* **SUPPLIED TEXT**

3.4 Robustness Checks

In line with understanding whether social capital, measured here by political connectedness and membership of groups, can partly explain why Muslims are happier than Hindus we run Model 1 again and include a number of different measures of being politically connected. We initially capture political connectedness by a composite term that considers whether individuals have had or still have a family member with a role in local or national government. Table 5, Model I shows that political connectedness correlates with higher levels of happiness, and that those with such connections are 4.2% more likely to report being very happy than those without the same connections. We observe too that Muslims remain significantly happier than Hindus although the size of coefficient declines slightly. We interpret this as meaning being a Muslim in and of itself correlates with greater happiness and that there is little evidence that being a Muslim and being politically connected are capturing the effects of similar or identical social capital on happiness. When we control for individual parts of the composite variable in Model II, there is evidence that marginal effects increase depending on whether government connections are at a low, middle or high level though only two categories are statistically significantFootnote 6 and the coefficient for Muslims does not significantly change. These two statistically significant categories underline the significance of having connections with someone who has held a formal political position as opposed to an informal position. Moreover it is interesting to note that the statistically significant political connection today is located between district and national levels. This reflects broader political economy changes in Bangladesh which has seen power move progressively away from local village based elites to actors with connections to central or national political bodies—a shift that was reflected very well in the emergence of the ninth samaj in Achingaon.

* **DATA LINES**
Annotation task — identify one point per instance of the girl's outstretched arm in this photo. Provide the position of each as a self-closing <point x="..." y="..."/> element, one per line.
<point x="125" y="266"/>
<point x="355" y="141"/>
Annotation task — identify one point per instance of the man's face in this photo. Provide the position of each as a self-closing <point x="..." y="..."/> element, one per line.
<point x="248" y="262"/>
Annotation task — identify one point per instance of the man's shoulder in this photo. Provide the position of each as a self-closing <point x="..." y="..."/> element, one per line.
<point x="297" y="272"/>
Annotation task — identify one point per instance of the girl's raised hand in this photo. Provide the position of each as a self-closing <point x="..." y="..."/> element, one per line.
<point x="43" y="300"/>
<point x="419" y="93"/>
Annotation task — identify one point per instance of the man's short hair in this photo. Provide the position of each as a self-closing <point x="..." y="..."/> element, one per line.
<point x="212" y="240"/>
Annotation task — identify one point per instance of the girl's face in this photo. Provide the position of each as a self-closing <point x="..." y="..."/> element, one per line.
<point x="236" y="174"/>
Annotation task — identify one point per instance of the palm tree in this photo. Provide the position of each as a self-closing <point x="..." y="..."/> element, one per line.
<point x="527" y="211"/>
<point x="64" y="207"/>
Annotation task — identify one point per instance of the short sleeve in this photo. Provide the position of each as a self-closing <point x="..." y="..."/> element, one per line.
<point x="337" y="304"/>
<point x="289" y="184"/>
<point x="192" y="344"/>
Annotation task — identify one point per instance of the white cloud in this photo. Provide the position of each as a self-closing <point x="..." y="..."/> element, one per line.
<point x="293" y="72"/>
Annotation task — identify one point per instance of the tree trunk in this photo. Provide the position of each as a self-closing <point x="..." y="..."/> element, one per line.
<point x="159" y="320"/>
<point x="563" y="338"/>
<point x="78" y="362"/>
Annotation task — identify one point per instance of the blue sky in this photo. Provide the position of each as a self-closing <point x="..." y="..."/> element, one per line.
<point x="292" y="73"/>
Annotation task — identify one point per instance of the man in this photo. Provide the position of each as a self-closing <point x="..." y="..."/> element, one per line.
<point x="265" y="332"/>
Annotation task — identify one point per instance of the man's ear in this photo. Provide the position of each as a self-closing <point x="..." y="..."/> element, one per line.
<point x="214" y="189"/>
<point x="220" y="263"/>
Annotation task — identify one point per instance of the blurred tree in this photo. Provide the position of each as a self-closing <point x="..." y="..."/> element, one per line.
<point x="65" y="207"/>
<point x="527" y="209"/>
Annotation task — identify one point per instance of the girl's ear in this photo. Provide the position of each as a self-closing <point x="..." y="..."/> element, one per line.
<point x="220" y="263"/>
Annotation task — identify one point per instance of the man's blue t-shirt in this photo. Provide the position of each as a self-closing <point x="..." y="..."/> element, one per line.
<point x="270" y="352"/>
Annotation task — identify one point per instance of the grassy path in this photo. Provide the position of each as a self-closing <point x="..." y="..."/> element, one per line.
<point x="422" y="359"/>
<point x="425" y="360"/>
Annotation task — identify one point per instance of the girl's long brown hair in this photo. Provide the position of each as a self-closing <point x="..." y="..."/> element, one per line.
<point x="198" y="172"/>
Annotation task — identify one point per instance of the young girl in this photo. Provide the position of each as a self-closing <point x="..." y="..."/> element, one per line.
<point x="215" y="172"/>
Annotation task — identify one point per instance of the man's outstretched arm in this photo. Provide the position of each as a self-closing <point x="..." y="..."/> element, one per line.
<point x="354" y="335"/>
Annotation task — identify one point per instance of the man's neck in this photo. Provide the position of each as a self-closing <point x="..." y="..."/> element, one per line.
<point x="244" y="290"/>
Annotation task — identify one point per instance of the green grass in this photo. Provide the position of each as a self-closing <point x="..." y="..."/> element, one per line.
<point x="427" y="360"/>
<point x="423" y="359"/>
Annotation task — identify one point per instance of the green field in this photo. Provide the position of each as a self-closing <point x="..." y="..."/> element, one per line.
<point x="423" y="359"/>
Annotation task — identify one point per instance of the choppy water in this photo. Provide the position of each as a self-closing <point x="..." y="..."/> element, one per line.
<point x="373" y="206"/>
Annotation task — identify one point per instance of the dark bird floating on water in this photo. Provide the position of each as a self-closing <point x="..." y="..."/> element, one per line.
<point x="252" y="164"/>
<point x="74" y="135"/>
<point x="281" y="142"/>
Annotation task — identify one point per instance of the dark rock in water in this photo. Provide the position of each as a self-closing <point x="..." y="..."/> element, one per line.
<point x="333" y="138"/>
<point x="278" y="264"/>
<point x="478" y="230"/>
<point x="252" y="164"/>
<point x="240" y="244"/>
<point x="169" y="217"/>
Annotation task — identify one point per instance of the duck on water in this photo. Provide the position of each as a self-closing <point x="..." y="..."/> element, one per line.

* **WORK TO DO**
(1) Please write out the whole robustness checks passage word for word.
(2) Identify each line in the records that contains the word "blue", and copy those lines out.

* **SOLUTIONS FOR EACH TASK**
(1)
3.4 Robustness Checks

In line with understanding whether social capital, measured here by political connectedness and membership of groups, can partly explain why Muslims are happier than Hindus we run Model 1 again and include a number of different measures of being politically connected. We initially capture political connectedness by a composite term that considers whether individuals have had or still have a family member with a role in local or national government. Table 5, Model I shows that political connectedness correlates with higher levels of happiness, and that those with such connections are 4.2% more likely to report being very happy than those without the same connections. We observe too that Muslims remain significantly happier than Hindus although the size of coefficient declines slightly. We interpret this as meaning being a Muslim in and of itself correlates with greater happiness and that there is little evidence that being a Muslim and being politically connected are capturing the effects of similar or identical social capital on happiness. When we control for individual parts of the composite variable in Model II, there is evidence that marginal effects increase depending on whether government connections are at a low, middle or high level though only two categories are statistically significantFootnote 6 and the coefficient for Muslims does not significantly change. These two statistically significant categories underline the significance of having connections with someone who has held a formal political position as opposed to an informal position. Moreover it is interesting to note that the statistically significant political connection today is located between district and national levels. This reflects broader political economy changes in Bangladesh which has seen power move progressively away from local village based elites to actors with connections to central or national political bodies—a shift that was reflected very well in the emergence of the ninth samaj in Achingaon.

(2)
Annotation task — identify one point per instance of the blue sky in this photo. Provide the position of each as a self-closing <point x="..." y="..."/> element, one per line.
Annotation task — identify one point per instance of the man's blue t-shirt in this photo. Provide the position of each as a self-closing <point x="..." y="..."/> element, one per line.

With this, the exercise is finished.